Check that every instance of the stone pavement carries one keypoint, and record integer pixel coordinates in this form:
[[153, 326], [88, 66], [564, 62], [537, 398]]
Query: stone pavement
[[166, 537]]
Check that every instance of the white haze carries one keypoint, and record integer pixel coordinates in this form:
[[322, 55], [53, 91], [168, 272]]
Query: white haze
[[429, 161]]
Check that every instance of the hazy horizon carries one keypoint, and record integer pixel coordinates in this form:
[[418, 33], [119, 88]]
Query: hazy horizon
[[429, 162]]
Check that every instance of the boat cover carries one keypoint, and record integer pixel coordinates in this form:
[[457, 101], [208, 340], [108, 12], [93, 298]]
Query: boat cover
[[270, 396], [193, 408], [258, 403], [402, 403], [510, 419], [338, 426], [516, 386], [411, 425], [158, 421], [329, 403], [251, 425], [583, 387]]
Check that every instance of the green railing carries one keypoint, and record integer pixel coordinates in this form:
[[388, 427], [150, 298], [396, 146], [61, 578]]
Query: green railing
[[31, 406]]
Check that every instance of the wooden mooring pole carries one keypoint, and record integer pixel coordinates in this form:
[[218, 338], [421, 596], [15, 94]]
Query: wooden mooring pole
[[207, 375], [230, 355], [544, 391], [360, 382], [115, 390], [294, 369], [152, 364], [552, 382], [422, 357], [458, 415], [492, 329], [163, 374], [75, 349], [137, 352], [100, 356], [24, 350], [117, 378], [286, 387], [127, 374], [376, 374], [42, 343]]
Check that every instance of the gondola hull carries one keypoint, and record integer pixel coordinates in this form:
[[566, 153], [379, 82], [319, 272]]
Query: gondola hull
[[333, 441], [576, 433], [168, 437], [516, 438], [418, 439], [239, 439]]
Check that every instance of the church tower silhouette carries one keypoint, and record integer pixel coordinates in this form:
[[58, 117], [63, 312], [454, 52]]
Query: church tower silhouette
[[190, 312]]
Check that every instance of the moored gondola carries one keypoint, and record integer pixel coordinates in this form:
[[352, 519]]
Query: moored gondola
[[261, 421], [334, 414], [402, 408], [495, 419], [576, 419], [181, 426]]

=====

Brief: Starting at the line that has "Check that every instance of the white" and stopping after the line that has "[[429, 161]]", write those lines of data out again, requests included. Shift every keypoint coordinate in the answers by -52, and leave the coordinates in the requests' format samples unchanged.

Exercise solution:
Check that every instance of the white haze carries one keypoint, and record integer pixel coordinates in this form:
[[322, 55], [53, 91], [168, 272]]
Query: white haze
[[377, 109]]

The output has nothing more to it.